:: OBJECTIVE ::
Starting at the line containing "wall**, it would be much appreciated." and ending at the line containing "38 147 L 42", rewrite the data with "white wall" swapped for "painted wall", leaving everything else unchanged.

:: INFORMATION GIVEN ::
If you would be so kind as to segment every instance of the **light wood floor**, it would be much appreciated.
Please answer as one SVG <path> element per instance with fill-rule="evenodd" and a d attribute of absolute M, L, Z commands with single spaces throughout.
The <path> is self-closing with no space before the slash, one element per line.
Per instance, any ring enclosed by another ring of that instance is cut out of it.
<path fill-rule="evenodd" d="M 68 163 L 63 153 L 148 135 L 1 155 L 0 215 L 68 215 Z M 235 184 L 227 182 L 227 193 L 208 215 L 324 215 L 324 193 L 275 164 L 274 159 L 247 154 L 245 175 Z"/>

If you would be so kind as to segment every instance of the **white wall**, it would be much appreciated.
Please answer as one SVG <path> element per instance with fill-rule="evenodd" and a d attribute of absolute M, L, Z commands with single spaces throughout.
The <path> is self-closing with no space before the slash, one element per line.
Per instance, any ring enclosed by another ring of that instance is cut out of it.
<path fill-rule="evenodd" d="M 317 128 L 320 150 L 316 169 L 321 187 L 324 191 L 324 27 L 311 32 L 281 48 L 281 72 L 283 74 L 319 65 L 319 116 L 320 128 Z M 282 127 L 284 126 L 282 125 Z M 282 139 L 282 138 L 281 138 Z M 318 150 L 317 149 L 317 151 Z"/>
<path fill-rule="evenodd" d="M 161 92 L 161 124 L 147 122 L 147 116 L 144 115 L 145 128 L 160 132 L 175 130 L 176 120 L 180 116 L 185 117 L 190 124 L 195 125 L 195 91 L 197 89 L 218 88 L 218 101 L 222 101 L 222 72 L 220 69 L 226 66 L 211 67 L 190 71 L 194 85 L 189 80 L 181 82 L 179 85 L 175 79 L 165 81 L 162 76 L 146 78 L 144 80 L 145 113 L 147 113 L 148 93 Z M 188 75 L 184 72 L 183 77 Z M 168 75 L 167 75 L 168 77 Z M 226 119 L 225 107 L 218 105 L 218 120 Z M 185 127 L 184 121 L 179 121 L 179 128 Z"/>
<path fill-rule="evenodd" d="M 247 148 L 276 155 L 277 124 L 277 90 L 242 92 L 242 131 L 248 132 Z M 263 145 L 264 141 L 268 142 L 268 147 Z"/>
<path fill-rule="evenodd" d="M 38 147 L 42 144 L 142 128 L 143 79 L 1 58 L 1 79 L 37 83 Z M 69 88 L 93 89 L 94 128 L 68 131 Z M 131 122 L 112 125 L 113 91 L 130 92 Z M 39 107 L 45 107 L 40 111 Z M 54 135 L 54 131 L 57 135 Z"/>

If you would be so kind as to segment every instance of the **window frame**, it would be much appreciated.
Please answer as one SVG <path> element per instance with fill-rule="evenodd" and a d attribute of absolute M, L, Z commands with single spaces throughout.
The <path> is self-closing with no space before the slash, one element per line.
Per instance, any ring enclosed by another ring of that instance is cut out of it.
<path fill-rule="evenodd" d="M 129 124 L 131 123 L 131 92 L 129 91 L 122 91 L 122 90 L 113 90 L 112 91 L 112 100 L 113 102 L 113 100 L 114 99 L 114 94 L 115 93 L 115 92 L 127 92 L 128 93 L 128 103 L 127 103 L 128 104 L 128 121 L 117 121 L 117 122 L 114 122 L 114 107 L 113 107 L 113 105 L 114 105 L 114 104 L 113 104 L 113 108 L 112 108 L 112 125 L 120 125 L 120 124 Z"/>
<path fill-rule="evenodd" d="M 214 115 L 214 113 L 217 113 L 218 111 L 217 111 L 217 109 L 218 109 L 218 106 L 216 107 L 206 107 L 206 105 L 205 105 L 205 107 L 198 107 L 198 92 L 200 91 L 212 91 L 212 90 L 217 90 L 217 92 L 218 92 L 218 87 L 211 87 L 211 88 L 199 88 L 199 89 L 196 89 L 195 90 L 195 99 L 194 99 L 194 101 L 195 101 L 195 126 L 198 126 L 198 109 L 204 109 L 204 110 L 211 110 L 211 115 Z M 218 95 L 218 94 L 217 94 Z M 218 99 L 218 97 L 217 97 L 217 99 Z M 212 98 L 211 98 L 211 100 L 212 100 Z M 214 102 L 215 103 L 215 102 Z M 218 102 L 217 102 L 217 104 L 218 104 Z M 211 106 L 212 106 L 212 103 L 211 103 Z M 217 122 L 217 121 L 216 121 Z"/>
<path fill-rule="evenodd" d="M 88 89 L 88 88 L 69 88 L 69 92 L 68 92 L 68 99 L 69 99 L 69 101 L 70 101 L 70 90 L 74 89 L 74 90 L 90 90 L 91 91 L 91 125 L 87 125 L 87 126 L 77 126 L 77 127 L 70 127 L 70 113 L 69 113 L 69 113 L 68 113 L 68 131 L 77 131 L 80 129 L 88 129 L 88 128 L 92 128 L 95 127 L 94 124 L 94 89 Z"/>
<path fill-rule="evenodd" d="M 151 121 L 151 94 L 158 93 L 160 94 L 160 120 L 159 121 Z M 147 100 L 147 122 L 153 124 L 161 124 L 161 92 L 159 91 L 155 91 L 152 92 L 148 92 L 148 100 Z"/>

:: THE RESULT ::
If you would be so kind as to segment every instance of the **painted wall**, it would be much appreciated.
Please answer as one SVG <path> element per instance with fill-rule="evenodd" and a d attribute of absolute M, L, Z commands with single spaces throughout.
The <path> is self-closing with no space before the slash, one element per line.
Per instance, any ring enclosed by another ring of that instance is cut out of it.
<path fill-rule="evenodd" d="M 317 128 L 320 150 L 316 169 L 321 187 L 324 191 L 324 27 L 311 32 L 281 48 L 281 72 L 283 74 L 319 65 L 319 116 L 320 128 Z M 282 127 L 284 126 L 282 125 Z M 282 139 L 282 138 L 281 138 Z M 318 150 L 317 149 L 317 151 Z"/>
<path fill-rule="evenodd" d="M 161 92 L 161 124 L 147 122 L 147 116 L 144 115 L 145 128 L 160 132 L 175 130 L 176 120 L 180 116 L 185 117 L 190 124 L 195 125 L 195 91 L 197 89 L 218 88 L 218 101 L 222 101 L 222 72 L 220 69 L 226 66 L 211 67 L 190 71 L 194 85 L 189 80 L 181 82 L 179 85 L 175 79 L 165 81 L 162 76 L 146 78 L 144 80 L 145 113 L 147 113 L 148 93 Z M 188 75 L 184 72 L 183 77 Z M 168 75 L 167 75 L 168 77 Z M 226 119 L 225 107 L 218 105 L 218 120 Z M 185 127 L 184 121 L 179 121 L 179 128 Z"/>
<path fill-rule="evenodd" d="M 247 148 L 276 155 L 277 124 L 277 90 L 242 92 L 242 131 L 248 132 Z M 263 145 L 264 141 L 268 142 L 268 147 Z"/>
<path fill-rule="evenodd" d="M 38 147 L 42 144 L 142 128 L 143 79 L 1 58 L 1 79 L 37 83 Z M 69 88 L 93 89 L 94 128 L 68 131 Z M 131 122 L 112 125 L 113 91 L 130 92 Z M 39 107 L 45 107 L 40 111 Z M 54 135 L 54 131 L 57 135 Z"/>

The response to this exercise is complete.